#### [TEXT PROVIDED]
= = = =

Articles From Our December, 2004 Newsletter


IT’S HOLIDAY POTLUCK TIME AGAIN

The holiday season is approaching full bloom which means it’s time once again for our annual holiday pot luck at PFLAG/KC. Bring some festive food, enough for yourselves and maybe for an extra person who maybe forgot it was potluck time. PFLAG will provide the deli tray and rolls...you bring the rest.

The festivities will begin at 3:00 PM, December 12th at the regular place, Village Presbyterian Church, 6641 Mission Rd., in Room 307.

Come join us and bring your loved ones along. It’ll be a typical PFLAG great time of celebration and fellowship.
 

HEARTLAND MEN’S CHORUS

A final reminder of the HMC concert, this coming Sat., December 4th, at 8pm, and Sun., December 5th. at 4pm. at the historic Folly Theater.

Entitled “With Bells On” the concert will feature a “bevy of bell-friendly holiday classics, featuring the crystalline tone of the Carillon Choir from Grace United Methodist Church, Olathe, KS. And, by audience demand, for the first time ever, our own holiday sing-along.” And, of course, expect a few surprises!!

To order tickets, call 816-931-3338


From Our President

Happy Holidays All !!!

= = = =

#### [SUPPLIED DATA]

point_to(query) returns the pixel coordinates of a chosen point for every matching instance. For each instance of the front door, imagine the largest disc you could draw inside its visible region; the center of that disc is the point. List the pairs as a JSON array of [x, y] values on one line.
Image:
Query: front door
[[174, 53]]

= = = =

#### [GOALS]
a) Translate this sentence from the newsletter into Spanish: "The festivities will begin at 3:00 PM, December 12th at the regular place, Village Presbyterian Church, 6641 Mission Rd., in Room 307."
b) Rewrite the stretch of the newsletter from "The holiday season" through "historic Folly Theater.", substituting "cheese platter" for "deli tray".
Rely on the newsletter alone.

#### [RESULTS FOR EACH TASK]
a) Las festividades comenzarán a las 3:00 p. m. del 12 de diciembre en el lugar de siempre, Village Presbyterian Church, 6641 Mission Rd., en la sala 307.

b)
The holiday season is approaching full bloom which means it’s time once again for our annual holiday pot luck at PFLAG/KC. Bring some festive food, enough for yourselves and maybe for an extra person who maybe forgot it was potluck time. PFLAG will provide the cheese platter and rolls...you bring the rest.

The festivities will begin at 3:00 PM, December 12th at the regular place, Village Presbyterian Church, 6641 Mission Rd., in Room 307.

Come join us and bring your loved ones along. It’ll be a typical PFLAG great time of celebration and fellowship.
 

HEARTLAND MEN’S CHORUS

A final reminder of the HMC concert, this coming Sat., December 4th, at 8pm, and Sun., December 5th. at 4pm. at the historic Folly Theater.